* **Given task**:
A faithful transcription of all the data is required.

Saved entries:
==============================

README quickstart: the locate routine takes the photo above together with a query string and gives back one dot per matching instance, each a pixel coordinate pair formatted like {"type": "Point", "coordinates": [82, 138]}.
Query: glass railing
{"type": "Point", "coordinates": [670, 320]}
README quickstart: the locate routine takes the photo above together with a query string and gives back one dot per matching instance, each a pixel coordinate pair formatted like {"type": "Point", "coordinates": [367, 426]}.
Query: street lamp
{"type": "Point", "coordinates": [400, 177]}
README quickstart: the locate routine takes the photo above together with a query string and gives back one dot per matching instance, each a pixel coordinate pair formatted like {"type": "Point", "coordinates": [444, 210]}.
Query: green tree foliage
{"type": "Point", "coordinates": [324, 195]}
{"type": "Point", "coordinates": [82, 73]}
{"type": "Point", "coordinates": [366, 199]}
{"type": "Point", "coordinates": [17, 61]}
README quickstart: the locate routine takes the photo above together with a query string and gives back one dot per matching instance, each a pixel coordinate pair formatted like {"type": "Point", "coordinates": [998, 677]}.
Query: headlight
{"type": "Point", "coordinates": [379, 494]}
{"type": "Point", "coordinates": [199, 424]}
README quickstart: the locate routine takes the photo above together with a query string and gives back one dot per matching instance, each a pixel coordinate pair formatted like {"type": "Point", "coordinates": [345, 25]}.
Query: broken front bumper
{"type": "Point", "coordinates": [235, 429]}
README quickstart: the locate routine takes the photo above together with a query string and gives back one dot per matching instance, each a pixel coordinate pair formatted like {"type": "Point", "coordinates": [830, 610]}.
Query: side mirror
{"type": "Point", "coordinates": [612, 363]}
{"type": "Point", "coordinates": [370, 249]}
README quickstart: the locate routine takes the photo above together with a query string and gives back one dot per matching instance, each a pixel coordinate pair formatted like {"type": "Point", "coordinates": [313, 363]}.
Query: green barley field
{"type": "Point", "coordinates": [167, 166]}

==============================

* **Exercise result**:
README quickstart: the locate routine takes the photo above together with a query string and gives back one dot per matching instance, each a pixel coordinate pair formatted like {"type": "Point", "coordinates": [82, 138]}.
Query: glass railing
{"type": "Point", "coordinates": [670, 320]}
README quickstart: the locate routine takes the photo above together with a query string and gives back one dot per matching instance, each a pixel coordinate pair formatted like {"type": "Point", "coordinates": [367, 426]}.
Query: street lamp
{"type": "Point", "coordinates": [400, 177]}
README quickstart: the locate routine takes the photo above together with a query string and gives back one dot per matching instance, each a pixel coordinate pair formatted like {"type": "Point", "coordinates": [444, 210]}.
Query: green tree foliage
{"type": "Point", "coordinates": [324, 195]}
{"type": "Point", "coordinates": [82, 73]}
{"type": "Point", "coordinates": [366, 199]}
{"type": "Point", "coordinates": [17, 61]}
README quickstart: the locate routine takes the photo above together with a query string and gives back one dot per matching instance, each a pixel coordinate pair formatted like {"type": "Point", "coordinates": [998, 677]}.
Query: headlight
{"type": "Point", "coordinates": [379, 494]}
{"type": "Point", "coordinates": [199, 424]}
README quickstart: the locate routine takes the photo above together with a query string and gives back one dot per matching instance, each a pixel coordinate pair formatted like {"type": "Point", "coordinates": [345, 25]}.
Query: broken front bumper
{"type": "Point", "coordinates": [235, 429]}
README quickstart: the locate routine takes the photo above together with a query string and gives back one dot per matching instance, each a pixel coordinate pair formatted like {"type": "Point", "coordinates": [830, 610]}.
Query: side mirror
{"type": "Point", "coordinates": [612, 363]}
{"type": "Point", "coordinates": [370, 249]}
README quickstart: the locate routine takes the photo above together with a query string and gives back one dot per matching instance, each a pixel coordinate pair formatted like {"type": "Point", "coordinates": [313, 363]}.
Query: green barley field
{"type": "Point", "coordinates": [167, 166]}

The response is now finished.